— Begin Provided material —

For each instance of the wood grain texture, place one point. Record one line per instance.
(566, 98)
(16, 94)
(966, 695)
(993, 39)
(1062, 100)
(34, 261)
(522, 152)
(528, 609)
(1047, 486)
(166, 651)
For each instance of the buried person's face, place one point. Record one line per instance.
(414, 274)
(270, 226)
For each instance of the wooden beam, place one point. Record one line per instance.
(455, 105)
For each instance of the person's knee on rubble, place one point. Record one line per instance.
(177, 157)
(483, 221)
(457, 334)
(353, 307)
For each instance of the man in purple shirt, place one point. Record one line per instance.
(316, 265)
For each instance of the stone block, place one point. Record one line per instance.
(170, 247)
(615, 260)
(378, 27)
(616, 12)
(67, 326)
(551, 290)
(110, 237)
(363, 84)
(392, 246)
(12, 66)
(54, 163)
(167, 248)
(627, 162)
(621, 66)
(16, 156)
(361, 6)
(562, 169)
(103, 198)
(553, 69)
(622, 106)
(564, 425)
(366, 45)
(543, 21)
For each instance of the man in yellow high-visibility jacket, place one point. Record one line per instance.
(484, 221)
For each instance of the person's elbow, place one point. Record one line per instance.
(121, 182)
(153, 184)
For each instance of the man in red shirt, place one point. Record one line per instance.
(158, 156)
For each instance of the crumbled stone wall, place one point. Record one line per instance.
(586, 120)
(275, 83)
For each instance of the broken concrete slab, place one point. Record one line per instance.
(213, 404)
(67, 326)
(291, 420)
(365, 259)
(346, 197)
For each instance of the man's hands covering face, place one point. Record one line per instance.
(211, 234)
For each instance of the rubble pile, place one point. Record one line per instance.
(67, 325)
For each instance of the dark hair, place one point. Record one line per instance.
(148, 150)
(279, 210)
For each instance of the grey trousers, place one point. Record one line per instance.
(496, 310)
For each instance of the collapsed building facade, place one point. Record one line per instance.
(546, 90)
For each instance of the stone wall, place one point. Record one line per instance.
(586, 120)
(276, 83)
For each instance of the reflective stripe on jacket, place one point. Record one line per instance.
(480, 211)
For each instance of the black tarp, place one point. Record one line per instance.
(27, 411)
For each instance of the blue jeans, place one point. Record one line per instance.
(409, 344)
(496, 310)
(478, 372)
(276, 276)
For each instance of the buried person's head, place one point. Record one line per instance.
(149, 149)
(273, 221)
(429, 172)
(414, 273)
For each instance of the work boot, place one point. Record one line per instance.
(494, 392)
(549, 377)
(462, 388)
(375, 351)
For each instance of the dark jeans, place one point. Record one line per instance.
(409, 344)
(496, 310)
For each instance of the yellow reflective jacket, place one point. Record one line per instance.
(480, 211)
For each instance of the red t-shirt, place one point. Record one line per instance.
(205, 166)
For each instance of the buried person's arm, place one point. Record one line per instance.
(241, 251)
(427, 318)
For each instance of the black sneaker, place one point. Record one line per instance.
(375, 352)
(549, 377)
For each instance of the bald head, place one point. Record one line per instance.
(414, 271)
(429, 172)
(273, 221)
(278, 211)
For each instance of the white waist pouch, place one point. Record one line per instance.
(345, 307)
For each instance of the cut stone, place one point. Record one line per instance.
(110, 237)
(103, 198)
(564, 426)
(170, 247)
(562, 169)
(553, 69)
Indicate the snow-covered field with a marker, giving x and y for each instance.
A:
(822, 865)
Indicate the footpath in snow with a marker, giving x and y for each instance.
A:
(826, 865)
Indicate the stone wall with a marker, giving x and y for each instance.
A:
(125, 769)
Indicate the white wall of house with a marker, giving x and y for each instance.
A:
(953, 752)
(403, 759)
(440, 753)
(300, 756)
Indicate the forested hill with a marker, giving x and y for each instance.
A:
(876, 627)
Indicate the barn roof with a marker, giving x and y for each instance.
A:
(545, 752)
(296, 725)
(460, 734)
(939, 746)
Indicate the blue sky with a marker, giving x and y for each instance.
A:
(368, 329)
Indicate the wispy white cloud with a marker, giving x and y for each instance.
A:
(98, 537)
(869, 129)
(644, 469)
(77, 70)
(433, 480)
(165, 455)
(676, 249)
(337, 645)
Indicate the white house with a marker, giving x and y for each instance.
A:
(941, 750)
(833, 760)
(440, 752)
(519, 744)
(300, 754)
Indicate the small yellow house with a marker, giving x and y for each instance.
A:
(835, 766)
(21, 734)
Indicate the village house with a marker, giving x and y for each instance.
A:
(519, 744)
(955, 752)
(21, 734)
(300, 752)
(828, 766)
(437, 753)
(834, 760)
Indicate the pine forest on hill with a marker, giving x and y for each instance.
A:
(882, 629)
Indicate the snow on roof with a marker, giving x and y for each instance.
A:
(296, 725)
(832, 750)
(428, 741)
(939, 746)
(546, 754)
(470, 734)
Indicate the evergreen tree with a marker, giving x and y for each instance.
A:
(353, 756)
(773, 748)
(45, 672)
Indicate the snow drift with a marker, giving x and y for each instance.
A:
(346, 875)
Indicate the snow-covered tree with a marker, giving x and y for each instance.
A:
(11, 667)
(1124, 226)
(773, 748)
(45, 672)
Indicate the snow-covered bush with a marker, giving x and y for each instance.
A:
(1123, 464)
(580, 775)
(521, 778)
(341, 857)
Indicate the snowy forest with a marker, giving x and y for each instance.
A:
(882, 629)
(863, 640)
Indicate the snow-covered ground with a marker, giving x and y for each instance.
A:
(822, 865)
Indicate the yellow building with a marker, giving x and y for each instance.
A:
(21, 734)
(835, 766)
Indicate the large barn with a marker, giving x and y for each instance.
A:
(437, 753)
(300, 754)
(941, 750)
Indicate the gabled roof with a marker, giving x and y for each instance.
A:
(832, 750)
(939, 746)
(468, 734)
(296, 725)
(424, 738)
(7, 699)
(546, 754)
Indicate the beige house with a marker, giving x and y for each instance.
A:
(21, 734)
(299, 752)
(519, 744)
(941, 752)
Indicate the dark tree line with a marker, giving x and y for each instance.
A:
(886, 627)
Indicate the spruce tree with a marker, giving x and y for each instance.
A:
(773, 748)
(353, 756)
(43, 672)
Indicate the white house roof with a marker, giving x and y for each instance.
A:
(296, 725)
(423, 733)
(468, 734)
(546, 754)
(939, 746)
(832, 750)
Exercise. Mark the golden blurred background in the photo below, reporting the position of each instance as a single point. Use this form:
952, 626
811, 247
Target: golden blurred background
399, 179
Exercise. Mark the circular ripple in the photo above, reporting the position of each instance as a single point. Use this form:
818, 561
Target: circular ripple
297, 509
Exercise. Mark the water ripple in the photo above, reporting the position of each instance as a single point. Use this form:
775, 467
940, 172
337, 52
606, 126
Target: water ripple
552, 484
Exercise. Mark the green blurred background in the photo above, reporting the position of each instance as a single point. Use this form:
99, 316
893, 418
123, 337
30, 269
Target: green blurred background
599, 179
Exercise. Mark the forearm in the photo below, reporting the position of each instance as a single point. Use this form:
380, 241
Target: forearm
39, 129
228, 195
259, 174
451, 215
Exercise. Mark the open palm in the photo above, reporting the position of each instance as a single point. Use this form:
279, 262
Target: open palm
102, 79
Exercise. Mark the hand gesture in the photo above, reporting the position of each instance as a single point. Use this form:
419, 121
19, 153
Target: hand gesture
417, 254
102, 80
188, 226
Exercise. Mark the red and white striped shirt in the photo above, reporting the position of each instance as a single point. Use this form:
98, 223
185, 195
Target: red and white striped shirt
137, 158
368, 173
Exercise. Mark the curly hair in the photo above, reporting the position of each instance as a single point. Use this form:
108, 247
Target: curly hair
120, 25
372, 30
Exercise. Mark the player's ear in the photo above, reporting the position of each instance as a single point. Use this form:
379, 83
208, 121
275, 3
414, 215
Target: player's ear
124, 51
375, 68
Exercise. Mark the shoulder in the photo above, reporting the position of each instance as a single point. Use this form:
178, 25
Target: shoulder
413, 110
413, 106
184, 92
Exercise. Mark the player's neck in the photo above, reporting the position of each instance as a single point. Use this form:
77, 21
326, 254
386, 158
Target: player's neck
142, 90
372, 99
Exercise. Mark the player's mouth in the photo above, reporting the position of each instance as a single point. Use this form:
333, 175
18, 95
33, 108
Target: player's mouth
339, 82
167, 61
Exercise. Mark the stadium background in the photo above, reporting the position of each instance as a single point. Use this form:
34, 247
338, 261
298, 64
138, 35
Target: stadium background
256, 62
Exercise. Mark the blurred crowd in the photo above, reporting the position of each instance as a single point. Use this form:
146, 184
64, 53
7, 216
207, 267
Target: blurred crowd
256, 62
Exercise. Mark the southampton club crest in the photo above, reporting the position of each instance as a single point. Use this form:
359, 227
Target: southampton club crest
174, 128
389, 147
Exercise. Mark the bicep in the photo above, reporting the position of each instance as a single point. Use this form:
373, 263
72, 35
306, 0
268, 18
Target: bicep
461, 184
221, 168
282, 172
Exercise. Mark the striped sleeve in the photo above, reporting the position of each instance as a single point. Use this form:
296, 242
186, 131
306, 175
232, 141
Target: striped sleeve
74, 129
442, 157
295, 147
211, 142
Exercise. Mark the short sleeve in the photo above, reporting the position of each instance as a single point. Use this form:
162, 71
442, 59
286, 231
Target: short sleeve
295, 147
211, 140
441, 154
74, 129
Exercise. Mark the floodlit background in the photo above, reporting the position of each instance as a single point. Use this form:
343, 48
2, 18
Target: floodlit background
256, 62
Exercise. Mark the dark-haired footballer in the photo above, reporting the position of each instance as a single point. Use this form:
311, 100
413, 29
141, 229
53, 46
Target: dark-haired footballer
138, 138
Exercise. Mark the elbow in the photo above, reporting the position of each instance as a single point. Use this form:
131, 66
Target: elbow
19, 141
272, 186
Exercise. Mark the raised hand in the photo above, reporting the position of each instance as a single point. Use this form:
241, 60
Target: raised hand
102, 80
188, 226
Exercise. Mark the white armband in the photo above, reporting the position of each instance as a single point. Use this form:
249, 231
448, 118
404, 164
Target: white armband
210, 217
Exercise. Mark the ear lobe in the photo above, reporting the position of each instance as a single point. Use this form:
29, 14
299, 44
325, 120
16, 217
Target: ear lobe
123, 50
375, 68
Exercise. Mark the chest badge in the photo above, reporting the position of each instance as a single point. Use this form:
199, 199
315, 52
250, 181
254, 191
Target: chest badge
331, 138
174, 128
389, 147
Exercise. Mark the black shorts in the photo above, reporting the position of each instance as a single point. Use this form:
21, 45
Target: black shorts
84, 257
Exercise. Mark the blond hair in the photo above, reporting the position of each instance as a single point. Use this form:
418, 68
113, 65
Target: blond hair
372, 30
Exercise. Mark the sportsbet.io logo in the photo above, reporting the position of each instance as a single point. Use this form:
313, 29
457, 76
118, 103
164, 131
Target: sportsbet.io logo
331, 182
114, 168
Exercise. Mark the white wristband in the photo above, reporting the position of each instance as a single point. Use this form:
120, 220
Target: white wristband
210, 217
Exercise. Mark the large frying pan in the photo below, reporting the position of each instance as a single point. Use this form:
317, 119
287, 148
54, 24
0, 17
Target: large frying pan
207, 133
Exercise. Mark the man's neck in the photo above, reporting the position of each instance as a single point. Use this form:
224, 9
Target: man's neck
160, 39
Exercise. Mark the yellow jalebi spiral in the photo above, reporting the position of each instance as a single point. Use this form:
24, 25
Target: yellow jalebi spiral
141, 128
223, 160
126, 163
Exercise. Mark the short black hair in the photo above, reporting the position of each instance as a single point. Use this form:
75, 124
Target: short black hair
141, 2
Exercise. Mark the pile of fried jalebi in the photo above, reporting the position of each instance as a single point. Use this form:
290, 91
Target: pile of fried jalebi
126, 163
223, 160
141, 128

— End Provided material —

→ Your goal: Reproduce everything from the line containing "Exercise. Mark the pile" down to the end of the data, renaming "fried jalebi" to "sweet fritters" and leaving everything else unchanged.

→ Exercise answer:
Exercise. Mark the pile of sweet fritters in the photo above, reporting the position of each instance as a single point. Use this form:
290, 91
Target: pile of sweet fritters
126, 163
223, 160
141, 128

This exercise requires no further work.